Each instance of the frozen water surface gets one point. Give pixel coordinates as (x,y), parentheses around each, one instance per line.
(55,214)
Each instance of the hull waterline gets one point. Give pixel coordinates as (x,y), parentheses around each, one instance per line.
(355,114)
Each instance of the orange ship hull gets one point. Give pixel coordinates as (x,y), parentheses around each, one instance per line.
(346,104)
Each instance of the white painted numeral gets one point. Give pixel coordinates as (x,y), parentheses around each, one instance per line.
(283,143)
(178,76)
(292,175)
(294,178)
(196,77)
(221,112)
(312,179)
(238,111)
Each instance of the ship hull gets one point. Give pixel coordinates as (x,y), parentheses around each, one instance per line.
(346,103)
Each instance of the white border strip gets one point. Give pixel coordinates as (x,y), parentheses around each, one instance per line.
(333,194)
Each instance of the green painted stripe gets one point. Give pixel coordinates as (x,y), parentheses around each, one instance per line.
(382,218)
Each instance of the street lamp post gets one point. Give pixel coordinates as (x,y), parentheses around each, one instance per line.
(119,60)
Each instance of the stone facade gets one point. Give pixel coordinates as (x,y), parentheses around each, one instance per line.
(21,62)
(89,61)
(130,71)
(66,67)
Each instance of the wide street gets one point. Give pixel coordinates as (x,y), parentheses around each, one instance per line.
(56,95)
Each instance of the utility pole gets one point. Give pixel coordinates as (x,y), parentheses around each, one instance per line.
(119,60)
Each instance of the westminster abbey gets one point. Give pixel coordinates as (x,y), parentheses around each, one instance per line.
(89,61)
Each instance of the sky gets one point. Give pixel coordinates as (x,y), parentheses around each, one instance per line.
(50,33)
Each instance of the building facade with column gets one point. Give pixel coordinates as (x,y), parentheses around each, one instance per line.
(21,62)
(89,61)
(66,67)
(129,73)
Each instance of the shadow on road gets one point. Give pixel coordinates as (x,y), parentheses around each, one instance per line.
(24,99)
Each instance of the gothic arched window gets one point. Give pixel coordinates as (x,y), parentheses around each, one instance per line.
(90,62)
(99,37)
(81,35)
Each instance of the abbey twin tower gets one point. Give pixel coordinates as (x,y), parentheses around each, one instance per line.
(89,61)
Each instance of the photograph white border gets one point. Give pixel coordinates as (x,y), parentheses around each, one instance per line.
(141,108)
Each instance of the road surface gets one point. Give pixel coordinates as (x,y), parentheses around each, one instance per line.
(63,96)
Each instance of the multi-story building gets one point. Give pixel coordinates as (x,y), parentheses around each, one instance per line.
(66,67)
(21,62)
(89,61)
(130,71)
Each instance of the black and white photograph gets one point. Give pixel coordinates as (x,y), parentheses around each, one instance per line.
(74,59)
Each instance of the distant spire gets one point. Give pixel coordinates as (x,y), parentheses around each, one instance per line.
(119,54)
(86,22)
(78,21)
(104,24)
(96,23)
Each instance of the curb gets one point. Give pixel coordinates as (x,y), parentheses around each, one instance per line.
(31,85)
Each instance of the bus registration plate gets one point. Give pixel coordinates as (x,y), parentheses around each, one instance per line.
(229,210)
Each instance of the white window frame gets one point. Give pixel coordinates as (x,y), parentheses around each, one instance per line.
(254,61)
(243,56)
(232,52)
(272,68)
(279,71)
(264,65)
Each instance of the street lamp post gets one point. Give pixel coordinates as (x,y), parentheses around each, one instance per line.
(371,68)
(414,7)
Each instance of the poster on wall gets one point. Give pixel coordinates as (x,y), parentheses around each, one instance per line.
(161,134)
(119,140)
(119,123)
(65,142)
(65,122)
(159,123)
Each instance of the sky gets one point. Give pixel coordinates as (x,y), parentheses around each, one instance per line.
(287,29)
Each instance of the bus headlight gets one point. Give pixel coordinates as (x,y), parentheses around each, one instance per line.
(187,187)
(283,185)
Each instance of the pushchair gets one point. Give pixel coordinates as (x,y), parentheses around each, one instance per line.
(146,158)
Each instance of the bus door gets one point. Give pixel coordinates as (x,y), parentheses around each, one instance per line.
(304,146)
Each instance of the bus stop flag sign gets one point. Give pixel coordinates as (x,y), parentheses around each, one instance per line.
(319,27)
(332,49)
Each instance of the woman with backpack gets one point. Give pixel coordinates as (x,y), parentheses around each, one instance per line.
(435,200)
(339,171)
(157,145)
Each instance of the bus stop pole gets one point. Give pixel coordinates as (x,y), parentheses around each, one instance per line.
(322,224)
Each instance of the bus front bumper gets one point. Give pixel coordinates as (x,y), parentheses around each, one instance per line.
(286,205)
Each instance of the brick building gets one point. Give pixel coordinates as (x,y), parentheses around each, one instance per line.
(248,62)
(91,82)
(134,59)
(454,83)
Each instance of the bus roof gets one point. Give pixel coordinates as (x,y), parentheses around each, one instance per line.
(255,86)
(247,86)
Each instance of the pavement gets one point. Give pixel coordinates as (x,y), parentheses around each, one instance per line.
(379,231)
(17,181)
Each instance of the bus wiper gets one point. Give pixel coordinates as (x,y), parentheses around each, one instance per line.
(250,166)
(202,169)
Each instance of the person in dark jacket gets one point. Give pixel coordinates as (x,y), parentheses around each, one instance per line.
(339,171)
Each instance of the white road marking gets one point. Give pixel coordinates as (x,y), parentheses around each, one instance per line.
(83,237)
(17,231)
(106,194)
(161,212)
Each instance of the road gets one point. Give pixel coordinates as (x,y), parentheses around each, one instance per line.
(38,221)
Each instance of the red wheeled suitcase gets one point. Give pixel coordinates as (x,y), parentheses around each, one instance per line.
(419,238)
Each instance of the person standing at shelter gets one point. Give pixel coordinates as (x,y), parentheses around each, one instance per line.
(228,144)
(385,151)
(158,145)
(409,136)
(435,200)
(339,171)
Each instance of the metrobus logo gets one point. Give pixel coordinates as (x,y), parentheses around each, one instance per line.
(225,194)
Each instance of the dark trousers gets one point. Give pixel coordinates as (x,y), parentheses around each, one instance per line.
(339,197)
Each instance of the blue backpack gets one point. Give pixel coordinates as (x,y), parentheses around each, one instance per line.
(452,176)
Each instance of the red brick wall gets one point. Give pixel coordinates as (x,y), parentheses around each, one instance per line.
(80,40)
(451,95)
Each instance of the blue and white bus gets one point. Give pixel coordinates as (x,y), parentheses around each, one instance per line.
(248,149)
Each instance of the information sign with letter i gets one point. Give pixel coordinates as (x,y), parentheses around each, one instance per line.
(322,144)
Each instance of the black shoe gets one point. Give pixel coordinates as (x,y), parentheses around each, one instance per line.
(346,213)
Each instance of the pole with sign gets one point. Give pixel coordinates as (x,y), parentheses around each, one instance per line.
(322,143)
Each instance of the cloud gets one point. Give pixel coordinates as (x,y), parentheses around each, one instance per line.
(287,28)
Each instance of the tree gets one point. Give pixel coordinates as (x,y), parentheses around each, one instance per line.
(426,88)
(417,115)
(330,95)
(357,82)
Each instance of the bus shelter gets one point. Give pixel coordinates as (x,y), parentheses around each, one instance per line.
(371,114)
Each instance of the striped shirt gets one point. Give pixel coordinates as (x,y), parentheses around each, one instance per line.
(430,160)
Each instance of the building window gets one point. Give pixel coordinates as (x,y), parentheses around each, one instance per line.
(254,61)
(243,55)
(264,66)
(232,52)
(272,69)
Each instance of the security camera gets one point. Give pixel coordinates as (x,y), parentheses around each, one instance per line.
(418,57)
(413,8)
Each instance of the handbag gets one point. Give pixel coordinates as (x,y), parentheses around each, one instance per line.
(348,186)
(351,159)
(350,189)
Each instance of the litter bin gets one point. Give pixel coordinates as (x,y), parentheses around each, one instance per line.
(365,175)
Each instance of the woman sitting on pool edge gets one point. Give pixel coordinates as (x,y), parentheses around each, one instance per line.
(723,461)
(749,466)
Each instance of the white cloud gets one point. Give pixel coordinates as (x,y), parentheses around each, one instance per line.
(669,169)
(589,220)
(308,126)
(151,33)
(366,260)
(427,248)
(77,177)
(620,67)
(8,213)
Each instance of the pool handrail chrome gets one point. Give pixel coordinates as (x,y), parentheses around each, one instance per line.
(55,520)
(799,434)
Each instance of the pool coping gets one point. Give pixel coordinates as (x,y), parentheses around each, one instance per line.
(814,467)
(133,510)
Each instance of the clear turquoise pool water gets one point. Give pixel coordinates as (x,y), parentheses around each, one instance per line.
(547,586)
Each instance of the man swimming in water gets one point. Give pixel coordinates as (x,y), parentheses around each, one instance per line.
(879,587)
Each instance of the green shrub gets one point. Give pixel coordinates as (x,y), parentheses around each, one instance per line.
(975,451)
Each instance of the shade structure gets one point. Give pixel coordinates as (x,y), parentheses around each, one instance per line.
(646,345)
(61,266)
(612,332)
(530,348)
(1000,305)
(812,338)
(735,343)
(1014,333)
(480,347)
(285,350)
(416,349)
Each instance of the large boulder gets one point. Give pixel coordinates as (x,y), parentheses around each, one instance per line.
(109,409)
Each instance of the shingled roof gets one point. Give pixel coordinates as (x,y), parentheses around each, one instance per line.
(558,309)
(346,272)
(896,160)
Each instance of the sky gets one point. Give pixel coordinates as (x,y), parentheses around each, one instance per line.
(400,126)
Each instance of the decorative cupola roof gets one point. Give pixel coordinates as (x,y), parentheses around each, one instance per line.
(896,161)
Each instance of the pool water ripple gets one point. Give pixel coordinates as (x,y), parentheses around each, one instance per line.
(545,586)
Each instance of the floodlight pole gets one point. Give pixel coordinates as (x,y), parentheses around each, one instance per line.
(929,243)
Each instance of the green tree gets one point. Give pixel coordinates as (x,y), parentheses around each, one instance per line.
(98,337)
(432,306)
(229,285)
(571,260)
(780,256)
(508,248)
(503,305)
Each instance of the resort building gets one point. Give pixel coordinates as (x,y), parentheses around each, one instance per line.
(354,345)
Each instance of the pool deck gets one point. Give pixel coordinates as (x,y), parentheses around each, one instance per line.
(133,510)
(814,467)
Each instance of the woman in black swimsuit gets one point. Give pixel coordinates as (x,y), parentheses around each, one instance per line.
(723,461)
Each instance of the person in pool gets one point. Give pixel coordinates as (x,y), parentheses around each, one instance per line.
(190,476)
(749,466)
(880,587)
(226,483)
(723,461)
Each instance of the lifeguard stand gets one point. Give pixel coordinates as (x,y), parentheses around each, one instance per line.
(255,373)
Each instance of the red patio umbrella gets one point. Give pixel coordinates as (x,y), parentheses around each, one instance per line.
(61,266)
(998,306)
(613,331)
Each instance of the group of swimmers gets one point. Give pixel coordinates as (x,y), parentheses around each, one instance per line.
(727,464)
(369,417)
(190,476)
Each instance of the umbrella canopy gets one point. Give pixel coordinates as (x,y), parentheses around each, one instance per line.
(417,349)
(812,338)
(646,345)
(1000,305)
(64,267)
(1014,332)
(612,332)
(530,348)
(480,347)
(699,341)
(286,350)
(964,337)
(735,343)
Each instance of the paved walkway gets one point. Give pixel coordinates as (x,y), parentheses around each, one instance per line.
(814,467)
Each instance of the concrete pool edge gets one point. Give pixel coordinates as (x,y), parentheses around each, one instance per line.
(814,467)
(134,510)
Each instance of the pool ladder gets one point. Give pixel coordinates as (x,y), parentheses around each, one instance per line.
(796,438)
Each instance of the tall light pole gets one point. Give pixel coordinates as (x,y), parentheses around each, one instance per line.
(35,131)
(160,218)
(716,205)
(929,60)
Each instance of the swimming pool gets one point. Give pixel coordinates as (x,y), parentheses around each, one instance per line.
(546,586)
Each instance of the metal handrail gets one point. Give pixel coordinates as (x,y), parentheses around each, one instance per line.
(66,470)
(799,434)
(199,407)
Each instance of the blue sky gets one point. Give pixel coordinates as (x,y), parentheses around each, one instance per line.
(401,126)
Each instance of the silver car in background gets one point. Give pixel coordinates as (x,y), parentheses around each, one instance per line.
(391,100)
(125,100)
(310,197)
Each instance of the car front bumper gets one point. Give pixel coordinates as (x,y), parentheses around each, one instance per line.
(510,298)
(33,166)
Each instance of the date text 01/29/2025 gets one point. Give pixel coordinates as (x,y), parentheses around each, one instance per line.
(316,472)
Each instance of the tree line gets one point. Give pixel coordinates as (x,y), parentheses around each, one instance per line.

**Prompt**
Go back to the data above and please quote exactly, and only, the lines from the line with "Each instance of the umbrella" through its last line.

**Result for this exercise**
Each instance of the umbrella canopy gets one point. Give pixel coordinates as (x,y), parentheses around each, one instance per line.
(417,349)
(812,338)
(646,345)
(1000,305)
(64,267)
(1014,332)
(612,332)
(530,348)
(480,347)
(699,341)
(286,350)
(964,337)
(735,343)
Each instance of the paved walkway gets one point. Give pixel coordinates as (x,y), parentheses around each, one instance per line.
(814,467)
Each instance of the concrete pool edge gets one point. Give pixel coordinates as (x,y), parentheses around each, one instance per line.
(814,467)
(134,510)
Each instance of the pool ladder gets one point. Give pixel coordinates as (x,y), parentheses around each, one instance per line.
(796,438)
Each instance of the tall light pole gets one point. Give pixel coordinates as (x,y), parentheses around each, one instance per line.
(35,131)
(160,218)
(716,205)
(929,60)
Each instance of the swimming pool gets one point. Give pixel coordinates as (x,y), parentheses around each, one instance per line.
(546,586)
Each instance of the metal handrail gets one point. Give pixel coordinates as (x,y), parentheses around each, one instance per line.
(66,470)
(799,434)
(199,407)
Each instance of the blue sky gets one point. Give pixel coordinates as (x,y), parentheses around each, one instance per line.
(401,126)
Each instance of the silver car in background gets one point. Give pixel coordinates as (x,y), parentheses around each, one instance per line.
(391,100)
(125,100)
(310,197)
Each instance of the car front bumper gets one point. Give pixel coordinates as (x,y), parentheses around each, one instance per line.
(510,298)
(33,166)
Each instance of the date text 01/29/2025 gets one point. Give pixel coordinates as (x,y), parentheses around each, one instance per line.
(316,472)
Each instance of the tree line gets one point. Give pixel coordinates as (x,y), parentheses around each, one instance per line.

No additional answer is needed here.